→ DOCUMENT SECTION
▶

City had a profile to train clinical skilled nurses and the clinical simulating training center was impressing, it was huge. The nursing students need to practice there for 300 hours before graduating, added to those 2000 clinical practice hours accomplished at hospitals and other care facilities. Most impressive was the “Tech Suite”, a room like a flat that had all the newest equipment to aid people in their homes which the students could practice on before coming in to somebody’s home. Since the “Tech Suite” was small, it did not allow the whole class to enter the room at the same time, and therefore the action in the room was filmed and linked to the classroom so that all students could participate and discuss what had occurred in the space.

This past May, I meet Raf, a teacher from City, when she was in Sweden for the ERASMUS teaching exchange program, and in London she took me on a public health walk that she primarily does with public health students. We went to a part of London that was filled with history and diversity related to socioeconomic status. The aim of the walk was to show the people’s health from the location of living and learn from how history could color the thoughts about health. She showed me a map of the average survival time in different neighborhoods and it differs with 20 years depending on where you live. She encourage the students and me to look around and see the environment we passed through to better understand the problem that the people are fighting with in that area and use that to develop our skills and think about what the population needs from us as healthcare providers. I think that the walk makes the point with the students more than if they have had a lecture in the classroom about it, anyway it did touch me.

I also met the ERASMUS organizer at City, University of London and we discussed the language barriers when students come to Sweden, and my reflection was that the work around making our Swedish nursing program more manageably for foreigner students is very important.

There were a lot of more informal and formal meetings during the three inspiring days, and I really want to recommend you to visiting another University in another country it gave me perspective on my own work. I received knowledge about what we do well and what we really need to develop. My network has broadened and maybe this journey was the beginning of collaboration over a common teaching curriculum in the future.

◀

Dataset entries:
▶

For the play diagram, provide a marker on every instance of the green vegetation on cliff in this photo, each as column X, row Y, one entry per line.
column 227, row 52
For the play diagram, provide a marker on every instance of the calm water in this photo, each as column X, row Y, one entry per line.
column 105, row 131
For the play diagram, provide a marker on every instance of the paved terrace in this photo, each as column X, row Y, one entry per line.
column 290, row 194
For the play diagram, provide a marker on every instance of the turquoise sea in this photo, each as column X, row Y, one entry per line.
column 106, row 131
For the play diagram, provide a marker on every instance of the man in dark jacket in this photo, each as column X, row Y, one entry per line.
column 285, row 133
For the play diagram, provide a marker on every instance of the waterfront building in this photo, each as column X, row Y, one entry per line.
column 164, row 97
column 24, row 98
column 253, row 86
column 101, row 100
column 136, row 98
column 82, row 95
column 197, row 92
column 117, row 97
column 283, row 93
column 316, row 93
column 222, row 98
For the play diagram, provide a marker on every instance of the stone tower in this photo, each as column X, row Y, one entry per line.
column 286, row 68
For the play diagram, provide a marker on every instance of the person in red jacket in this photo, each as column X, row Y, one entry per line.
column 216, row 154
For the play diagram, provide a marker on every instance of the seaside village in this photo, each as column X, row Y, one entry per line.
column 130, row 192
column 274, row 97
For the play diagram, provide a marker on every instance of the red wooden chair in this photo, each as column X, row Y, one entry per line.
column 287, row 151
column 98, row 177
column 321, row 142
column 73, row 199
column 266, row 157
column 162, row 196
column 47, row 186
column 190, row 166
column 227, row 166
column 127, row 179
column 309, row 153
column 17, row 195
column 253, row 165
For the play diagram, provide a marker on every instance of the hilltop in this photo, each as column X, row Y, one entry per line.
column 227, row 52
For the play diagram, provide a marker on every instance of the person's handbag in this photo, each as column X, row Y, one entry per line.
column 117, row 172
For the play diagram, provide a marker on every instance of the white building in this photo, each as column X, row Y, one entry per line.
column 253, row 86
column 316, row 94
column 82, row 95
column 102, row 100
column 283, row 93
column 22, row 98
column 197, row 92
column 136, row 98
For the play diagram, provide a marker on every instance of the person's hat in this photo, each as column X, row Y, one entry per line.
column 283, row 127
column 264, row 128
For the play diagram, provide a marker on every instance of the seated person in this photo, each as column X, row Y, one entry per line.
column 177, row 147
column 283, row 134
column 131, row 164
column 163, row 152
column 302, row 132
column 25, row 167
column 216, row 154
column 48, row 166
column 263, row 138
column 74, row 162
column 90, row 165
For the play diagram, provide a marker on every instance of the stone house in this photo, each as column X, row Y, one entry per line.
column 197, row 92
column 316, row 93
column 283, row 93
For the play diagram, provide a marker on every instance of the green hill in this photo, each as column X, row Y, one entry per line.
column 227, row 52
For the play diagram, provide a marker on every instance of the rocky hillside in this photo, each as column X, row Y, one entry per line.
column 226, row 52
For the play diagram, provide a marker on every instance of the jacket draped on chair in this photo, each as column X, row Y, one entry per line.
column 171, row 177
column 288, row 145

◀

→ TASK REQUIREMENTS
According to the visit account, how many hours must nursing students practice in the clinical simulating training center before graduating? Rely on the visit account alone when answering.

→ TASK RESPONSE
300 hours.